• **Document segment**:
-----

The ancient Romans tried to solve some of their problems by splitting the Roman Empire in half, hoping that would make the empire easier to manage. Each side had an emperor, but the emperor in charge was the emperor of the western half, the half that included the city of Rome.

The Western Roman Empire did not do well. Instead of getting stronger, they became weaker. By 400 AD, it was pretty much over. The Huns, Franks, Vandals, Saxons, Visigoths – any of these barbarian tribes might have been the group that finally brought Rome down. They were all attacking various pieces of the Western Roman Empire. In 476 AD, the Visigoths sacked the city of Rome. Europe entered the Dark Ages.

The Easter Roman Empire received a new name – the Byzantine Empire. The Byzantine Empire did fine. It lasted for another 1000 years!

-----

• **Rows**:

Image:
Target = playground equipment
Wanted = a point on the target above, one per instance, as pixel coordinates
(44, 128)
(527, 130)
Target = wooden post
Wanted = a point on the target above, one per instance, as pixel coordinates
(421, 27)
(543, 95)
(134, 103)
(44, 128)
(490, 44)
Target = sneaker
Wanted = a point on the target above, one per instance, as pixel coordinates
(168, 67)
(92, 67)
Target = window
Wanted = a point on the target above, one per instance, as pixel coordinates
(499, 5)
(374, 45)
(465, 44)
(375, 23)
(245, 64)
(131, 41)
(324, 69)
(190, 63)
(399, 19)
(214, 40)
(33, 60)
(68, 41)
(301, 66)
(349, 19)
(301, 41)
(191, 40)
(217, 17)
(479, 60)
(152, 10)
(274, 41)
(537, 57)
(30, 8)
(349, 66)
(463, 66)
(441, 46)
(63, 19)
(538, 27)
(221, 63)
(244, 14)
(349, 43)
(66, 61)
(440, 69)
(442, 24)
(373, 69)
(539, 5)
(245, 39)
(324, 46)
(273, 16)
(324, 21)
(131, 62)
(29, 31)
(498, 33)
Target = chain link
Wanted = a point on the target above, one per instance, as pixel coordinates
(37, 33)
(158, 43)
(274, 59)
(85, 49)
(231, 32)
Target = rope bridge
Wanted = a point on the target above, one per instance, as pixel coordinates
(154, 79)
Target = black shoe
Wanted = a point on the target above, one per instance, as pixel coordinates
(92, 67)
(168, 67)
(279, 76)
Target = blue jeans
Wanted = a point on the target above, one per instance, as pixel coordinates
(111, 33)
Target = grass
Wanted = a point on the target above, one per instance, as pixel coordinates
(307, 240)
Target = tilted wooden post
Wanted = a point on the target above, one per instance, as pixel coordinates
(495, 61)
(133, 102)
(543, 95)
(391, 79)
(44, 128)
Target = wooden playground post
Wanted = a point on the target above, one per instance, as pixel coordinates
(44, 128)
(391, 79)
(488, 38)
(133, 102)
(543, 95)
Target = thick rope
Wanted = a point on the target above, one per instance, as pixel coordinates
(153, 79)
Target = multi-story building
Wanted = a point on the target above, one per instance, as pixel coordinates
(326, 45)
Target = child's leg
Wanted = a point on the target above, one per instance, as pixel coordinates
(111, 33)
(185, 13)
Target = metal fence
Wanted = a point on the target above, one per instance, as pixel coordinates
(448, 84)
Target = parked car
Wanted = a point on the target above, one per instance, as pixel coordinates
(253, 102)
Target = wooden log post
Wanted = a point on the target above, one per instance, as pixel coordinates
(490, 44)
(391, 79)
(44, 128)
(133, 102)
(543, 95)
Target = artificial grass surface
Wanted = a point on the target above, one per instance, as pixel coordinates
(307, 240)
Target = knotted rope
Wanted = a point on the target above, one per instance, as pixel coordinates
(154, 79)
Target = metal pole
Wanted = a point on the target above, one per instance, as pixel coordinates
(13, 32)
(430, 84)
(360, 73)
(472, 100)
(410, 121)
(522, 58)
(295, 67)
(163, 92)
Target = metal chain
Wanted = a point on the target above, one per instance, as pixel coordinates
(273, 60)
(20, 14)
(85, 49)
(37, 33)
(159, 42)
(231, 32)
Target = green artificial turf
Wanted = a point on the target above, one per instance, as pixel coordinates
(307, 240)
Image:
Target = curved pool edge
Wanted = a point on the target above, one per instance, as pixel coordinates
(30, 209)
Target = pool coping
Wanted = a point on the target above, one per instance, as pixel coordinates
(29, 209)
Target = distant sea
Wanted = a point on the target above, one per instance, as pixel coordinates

-----

• **Requirements**:
1. Reproduce word for word the part of the passage on the split Roman Empire that opens with the words containing "The ancient Romans" and closes with "another 1000 years!".
2. Carry on the passage on the split Roman Empire, starting right after its final sentence.
The entries have no connection to the passage on the split Roman Empire.

• **Answer set**:
1.
The ancient Romans tried to solve some of their problems by splitting the Roman Empire in half, hoping that would make the empire easier to manage. Each side had an emperor, but the emperor in charge was the emperor of the western half, the half that included the city of Rome.

The Western Roman Empire did not do well. Instead of getting stronger, they became weaker. By 400 AD, it was pretty much over. The Huns, Franks, Vandals, Saxons, Visigoths – any of these barbarian tribes might have been the group that finally brought Rome down. They were all attacking various pieces of the Western Roman Empire. In 476 AD, the Visigoths sacked the city of Rome. Europe entered the Dark Ages.

The Easter Roman Empire received a new name – the Byzantine Empire. The Byzantine Empire did fine. It lasted for another 1000 years!

2.
Rome Divides into Two

In 285 AD, Emperor Diocletian decided that the Roman Empire was too big to manage. He divided the Empire into two parts, the Eastern Roman Empire and the Western Roman Empire. Over the next hundred years or so, Rome would be reunited, split into three parts, and split in two again. Finally, in 395 AD, the empire was split into two for good. The Western Empire was ruled by Rome, the Eastern Empire was ruled by Constantinople.


external image eastern_western_roman_empire_476.jpg

Map of the Eastern and Western Roman Empire right before the fall

The "fall" of Rome discussed here is referring to the Western Roman Empire which was ruled by Rome. The Eastern Roman Empire became known as the Byzantium Empire and remained in power for another 1000 years.

The City of Rome is Sacked

The city of Rome was thought by many to be unconquerable. However, in 410 AD, a Germanic barbarian tribe called the Visigoths invaded the city. They looted the treasures, killed and enslaved many Romans, and destroyed many buildings. This was the first time in 800 years that the city of Rome had been sacked.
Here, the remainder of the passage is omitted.